### DATA TO USE:
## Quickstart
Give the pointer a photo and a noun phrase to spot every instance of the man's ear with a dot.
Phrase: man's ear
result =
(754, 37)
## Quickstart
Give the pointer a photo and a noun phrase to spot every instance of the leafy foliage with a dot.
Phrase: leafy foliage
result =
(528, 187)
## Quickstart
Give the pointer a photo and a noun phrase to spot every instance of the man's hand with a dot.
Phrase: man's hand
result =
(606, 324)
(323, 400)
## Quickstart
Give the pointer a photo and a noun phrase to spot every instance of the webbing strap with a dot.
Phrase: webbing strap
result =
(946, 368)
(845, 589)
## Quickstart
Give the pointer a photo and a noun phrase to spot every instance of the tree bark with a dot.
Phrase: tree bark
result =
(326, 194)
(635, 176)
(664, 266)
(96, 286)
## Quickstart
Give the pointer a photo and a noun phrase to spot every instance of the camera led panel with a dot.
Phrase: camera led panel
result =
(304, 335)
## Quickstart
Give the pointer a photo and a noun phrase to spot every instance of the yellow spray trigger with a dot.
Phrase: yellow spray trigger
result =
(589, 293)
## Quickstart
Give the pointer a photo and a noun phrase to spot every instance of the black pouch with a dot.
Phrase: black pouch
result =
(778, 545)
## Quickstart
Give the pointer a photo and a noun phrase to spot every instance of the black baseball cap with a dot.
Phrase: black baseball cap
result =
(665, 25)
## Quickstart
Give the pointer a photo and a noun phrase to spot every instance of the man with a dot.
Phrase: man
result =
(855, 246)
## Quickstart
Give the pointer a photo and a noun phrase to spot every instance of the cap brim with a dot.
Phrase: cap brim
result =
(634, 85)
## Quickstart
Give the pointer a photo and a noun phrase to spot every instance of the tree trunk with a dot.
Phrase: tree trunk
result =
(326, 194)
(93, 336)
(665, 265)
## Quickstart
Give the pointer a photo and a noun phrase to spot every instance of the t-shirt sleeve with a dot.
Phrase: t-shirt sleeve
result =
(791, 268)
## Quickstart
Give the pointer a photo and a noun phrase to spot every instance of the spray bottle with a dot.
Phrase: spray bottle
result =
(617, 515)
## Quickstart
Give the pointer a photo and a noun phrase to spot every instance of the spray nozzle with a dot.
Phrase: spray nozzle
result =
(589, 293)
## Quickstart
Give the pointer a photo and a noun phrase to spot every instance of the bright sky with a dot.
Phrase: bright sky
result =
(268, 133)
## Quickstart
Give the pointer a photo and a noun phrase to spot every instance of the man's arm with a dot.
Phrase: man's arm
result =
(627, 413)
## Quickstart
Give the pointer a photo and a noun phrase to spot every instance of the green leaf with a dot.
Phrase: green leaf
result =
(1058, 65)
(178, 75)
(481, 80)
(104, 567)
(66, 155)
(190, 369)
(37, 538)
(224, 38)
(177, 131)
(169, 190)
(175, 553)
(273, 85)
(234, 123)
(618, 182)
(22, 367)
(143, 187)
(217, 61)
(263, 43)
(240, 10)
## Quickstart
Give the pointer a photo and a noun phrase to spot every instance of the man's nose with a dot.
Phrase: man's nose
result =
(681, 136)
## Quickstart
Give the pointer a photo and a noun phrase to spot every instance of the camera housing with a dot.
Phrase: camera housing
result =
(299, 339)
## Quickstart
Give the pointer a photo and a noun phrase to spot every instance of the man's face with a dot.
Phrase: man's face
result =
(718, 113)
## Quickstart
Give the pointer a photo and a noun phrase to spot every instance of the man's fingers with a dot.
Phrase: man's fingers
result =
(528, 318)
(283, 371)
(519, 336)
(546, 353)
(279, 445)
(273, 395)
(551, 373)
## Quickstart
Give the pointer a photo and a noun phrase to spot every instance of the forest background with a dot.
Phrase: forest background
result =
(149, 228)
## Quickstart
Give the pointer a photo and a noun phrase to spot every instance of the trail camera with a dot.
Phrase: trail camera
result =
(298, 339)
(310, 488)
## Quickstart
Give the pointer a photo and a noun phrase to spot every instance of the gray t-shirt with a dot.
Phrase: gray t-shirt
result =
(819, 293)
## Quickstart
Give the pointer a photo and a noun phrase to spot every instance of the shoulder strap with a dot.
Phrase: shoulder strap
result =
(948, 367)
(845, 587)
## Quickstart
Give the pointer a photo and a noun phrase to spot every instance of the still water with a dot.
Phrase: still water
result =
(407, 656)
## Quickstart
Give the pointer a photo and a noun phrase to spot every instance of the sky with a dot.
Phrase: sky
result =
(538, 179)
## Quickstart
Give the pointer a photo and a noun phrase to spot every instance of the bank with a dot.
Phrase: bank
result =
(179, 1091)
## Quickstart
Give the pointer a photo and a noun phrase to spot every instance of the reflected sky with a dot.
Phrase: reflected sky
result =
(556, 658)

### WHAT NEEDS TO BE DONE:
Please return all lines in the material above that include the word "spray".

### EXERCISE RESULT:
Give the pointer a photo and a noun phrase to spot every instance of the yellow spray trigger with a dot.
Phrase: yellow spray trigger
Give the pointer a photo and a noun phrase to spot every instance of the spray bottle with a dot.
Phrase: spray bottle
Give the pointer a photo and a noun phrase to spot every instance of the spray nozzle with a dot.
Phrase: spray nozzle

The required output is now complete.